§ **TASK GOAL**: Write out the entries below once more, exactly.

[Excerpt from a dataset]
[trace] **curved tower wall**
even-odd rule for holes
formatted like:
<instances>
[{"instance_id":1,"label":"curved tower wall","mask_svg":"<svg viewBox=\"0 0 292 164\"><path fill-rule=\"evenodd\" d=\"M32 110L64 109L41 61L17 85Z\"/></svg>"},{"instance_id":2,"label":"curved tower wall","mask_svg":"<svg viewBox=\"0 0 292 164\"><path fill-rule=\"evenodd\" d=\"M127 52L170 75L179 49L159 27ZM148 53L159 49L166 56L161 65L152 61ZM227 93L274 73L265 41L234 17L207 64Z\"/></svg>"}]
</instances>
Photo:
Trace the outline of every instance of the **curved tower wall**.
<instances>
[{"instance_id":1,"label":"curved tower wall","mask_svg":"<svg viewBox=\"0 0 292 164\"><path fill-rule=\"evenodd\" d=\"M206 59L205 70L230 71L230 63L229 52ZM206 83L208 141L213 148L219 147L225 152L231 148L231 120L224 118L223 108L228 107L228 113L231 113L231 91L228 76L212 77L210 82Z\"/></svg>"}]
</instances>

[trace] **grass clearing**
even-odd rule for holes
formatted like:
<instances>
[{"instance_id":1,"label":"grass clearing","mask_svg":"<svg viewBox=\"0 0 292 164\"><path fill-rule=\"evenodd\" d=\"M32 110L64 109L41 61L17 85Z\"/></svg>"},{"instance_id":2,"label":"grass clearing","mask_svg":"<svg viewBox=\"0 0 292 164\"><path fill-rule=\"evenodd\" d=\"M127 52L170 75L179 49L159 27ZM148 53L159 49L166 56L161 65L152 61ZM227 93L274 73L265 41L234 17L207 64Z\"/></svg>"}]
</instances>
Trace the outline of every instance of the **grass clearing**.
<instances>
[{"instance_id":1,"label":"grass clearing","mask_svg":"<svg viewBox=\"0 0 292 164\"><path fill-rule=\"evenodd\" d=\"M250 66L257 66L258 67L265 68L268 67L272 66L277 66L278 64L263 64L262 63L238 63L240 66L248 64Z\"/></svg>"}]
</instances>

§ **COMPLETE ANSWER**:
[trace] **curved tower wall**
even-odd rule for holes
formatted like:
<instances>
[{"instance_id":1,"label":"curved tower wall","mask_svg":"<svg viewBox=\"0 0 292 164\"><path fill-rule=\"evenodd\" d=\"M32 110L64 109L41 61L17 85Z\"/></svg>"},{"instance_id":2,"label":"curved tower wall","mask_svg":"<svg viewBox=\"0 0 292 164\"><path fill-rule=\"evenodd\" d=\"M127 52L170 75L179 49L159 27ZM148 53L159 49L166 56L161 65L152 61ZM227 93L274 73L265 41L234 17L207 64Z\"/></svg>"}]
</instances>
Photo:
Trace the outline of every instance of the **curved tower wall**.
<instances>
[{"instance_id":1,"label":"curved tower wall","mask_svg":"<svg viewBox=\"0 0 292 164\"><path fill-rule=\"evenodd\" d=\"M206 59L205 70L230 71L230 63L229 52ZM206 83L208 141L213 148L219 147L225 152L231 148L231 120L224 118L223 108L228 107L228 113L231 113L231 91L228 76L212 77L210 82Z\"/></svg>"}]
</instances>

[trace] **grass clearing**
even-odd rule for holes
formatted like:
<instances>
[{"instance_id":1,"label":"grass clearing","mask_svg":"<svg viewBox=\"0 0 292 164\"><path fill-rule=\"evenodd\" d=\"M32 110L64 109L41 61L17 85Z\"/></svg>"},{"instance_id":2,"label":"grass clearing","mask_svg":"<svg viewBox=\"0 0 292 164\"><path fill-rule=\"evenodd\" d=\"M127 52L170 75L179 49L159 27ZM148 53L159 49L166 56L161 65L152 61ZM227 93L274 73L265 41L234 17L207 64Z\"/></svg>"}]
</instances>
Trace the outline of every instance of the **grass clearing**.
<instances>
[{"instance_id":1,"label":"grass clearing","mask_svg":"<svg viewBox=\"0 0 292 164\"><path fill-rule=\"evenodd\" d=\"M250 66L257 66L258 67L265 68L268 67L272 66L277 66L278 64L263 64L262 63L238 63L240 66L248 64Z\"/></svg>"}]
</instances>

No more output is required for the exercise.